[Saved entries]
———

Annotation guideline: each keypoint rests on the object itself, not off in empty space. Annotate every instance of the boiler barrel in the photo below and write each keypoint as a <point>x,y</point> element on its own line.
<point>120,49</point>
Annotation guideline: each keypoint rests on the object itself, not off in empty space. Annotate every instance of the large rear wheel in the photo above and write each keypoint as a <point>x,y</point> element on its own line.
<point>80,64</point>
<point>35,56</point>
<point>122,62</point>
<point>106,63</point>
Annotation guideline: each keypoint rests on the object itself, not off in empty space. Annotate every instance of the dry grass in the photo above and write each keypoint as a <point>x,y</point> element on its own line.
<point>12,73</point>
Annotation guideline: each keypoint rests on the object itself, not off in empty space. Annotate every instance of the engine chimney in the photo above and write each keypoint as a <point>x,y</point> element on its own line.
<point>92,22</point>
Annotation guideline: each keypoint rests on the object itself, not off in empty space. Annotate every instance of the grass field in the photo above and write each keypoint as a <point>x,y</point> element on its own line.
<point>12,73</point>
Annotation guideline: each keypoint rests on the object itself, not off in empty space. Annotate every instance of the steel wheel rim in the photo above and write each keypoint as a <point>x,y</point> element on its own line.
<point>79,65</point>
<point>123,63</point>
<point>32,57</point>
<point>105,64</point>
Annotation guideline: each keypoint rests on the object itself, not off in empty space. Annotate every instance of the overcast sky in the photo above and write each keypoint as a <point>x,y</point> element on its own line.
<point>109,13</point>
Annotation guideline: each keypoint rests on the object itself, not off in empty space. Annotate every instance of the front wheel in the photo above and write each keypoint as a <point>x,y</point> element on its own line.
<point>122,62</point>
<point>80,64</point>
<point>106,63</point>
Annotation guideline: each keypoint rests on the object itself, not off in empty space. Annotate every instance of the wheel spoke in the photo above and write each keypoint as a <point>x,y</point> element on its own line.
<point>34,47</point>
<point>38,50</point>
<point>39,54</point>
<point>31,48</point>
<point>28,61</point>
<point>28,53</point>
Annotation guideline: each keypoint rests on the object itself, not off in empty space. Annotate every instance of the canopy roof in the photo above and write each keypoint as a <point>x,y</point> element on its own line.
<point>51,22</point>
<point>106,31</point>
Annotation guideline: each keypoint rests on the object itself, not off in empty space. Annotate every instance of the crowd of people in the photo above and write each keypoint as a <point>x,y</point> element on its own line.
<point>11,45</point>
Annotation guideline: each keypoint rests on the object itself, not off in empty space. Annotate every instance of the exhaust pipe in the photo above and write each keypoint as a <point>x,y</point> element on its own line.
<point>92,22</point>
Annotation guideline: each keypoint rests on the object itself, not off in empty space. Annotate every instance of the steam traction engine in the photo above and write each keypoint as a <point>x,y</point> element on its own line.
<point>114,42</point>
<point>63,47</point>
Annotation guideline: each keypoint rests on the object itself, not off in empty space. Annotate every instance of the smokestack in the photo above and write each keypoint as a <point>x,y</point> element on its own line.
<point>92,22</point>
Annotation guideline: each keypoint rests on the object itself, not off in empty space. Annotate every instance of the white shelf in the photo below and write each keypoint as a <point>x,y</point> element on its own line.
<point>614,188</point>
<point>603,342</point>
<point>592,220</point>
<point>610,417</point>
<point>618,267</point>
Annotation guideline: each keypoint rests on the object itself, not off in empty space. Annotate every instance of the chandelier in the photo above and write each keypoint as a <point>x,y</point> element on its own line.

———

Aim of the exercise :: The answer is the full data, repeated exactly as shown.

Response below ::
Annotation guideline: each keypoint rests on the object itself, not off in empty space. Annotate every instance of the boiler barrel in the photo below and write each keypoint as a <point>x,y</point> element on its own line.
<point>120,49</point>
Annotation guideline: each keypoint rests on the object itself, not off in empty space. Annotate every instance of the large rear wheel in the photo above and write each keypoint as a <point>x,y</point> element on its own line.
<point>80,64</point>
<point>35,56</point>
<point>122,62</point>
<point>106,63</point>
Annotation guideline: each keypoint rests on the object itself, not off in empty space. Annotate every instance of the dry grass in the photo above and write each keypoint as a <point>x,y</point> element on its own line.
<point>12,73</point>
Annotation guideline: each keypoint rests on the object itself, not off in empty space. Annotate every instance of the engine chimney in the photo above and write each keypoint as a <point>x,y</point> element on its own line.
<point>92,22</point>
Annotation guideline: each keypoint rests on the object itself, not off in empty space. Annotate every instance of the grass field in the photo above and write each keypoint as a <point>x,y</point> element on its own line.
<point>12,73</point>
Annotation guideline: each keypoint rests on the object itself, not off in empty space. Annotate every instance of the steel wheel rim in the photo above and write each keypoint as a <point>x,y</point> element on its own line.
<point>79,65</point>
<point>123,63</point>
<point>32,57</point>
<point>105,64</point>
Annotation guideline: each keypoint rests on the object itself, not off in empty space. Annotate every instance of the overcast sky in the photo above and write each keypoint as a <point>x,y</point> element on its own line.
<point>109,13</point>
Annotation guideline: each keypoint rests on the object itself, not off in empty space. Annotate every instance of the front wheel in the photo above and write each keypoint as a <point>x,y</point> element on its own line.
<point>122,62</point>
<point>80,64</point>
<point>106,63</point>
Annotation guideline: each keypoint rests on the object itself, not off in empty space. Annotate every instance of the wheel spoke in the photo above and write each keypoint as a <point>x,y</point> element on its own line.
<point>34,47</point>
<point>38,50</point>
<point>39,54</point>
<point>31,48</point>
<point>28,61</point>
<point>28,53</point>
Annotation guideline: each keypoint rests on the object itself, not off in empty space. Annotate every instance of the canopy roof in the photo above and write each keypoint as a <point>x,y</point> element on its own line.
<point>51,22</point>
<point>106,31</point>
Annotation guideline: each keypoint rests on the object itself, not off in empty space. Annotate every instance of the crowd of people in the photo above and write each keypoint as a <point>x,y</point> element on its own line.
<point>11,45</point>
Annotation guideline: each keypoint rests on the object itself, not off in empty space. Annotate every instance of the exhaust pipe in the photo above and write each keypoint as a <point>x,y</point> element on its own line.
<point>92,22</point>
Annotation guideline: each keypoint rests on the object itself, not off in empty space. Annotate every instance of the steam traction engine in the photo above and write each keypoint as a <point>x,y</point> element on its own line.
<point>114,42</point>
<point>63,47</point>
Annotation guideline: each keypoint rests on the object itself, not off in empty space. Annotate every instance of the smokestack in the photo above and write each keypoint as a <point>x,y</point> element on its own line.
<point>92,22</point>
Annotation guideline: each keypoint rests on the object itself, not off in empty space. Annotate every instance of the white shelf in the photo below and write each keypoint as a <point>x,y</point> element on its own line.
<point>614,188</point>
<point>603,342</point>
<point>592,220</point>
<point>610,417</point>
<point>618,267</point>
Annotation guideline: each keypoint rests on the object itself, not off in empty space. Annotate every instance of the chandelier in the photo above and write each keypoint as a <point>x,y</point> element on its own line.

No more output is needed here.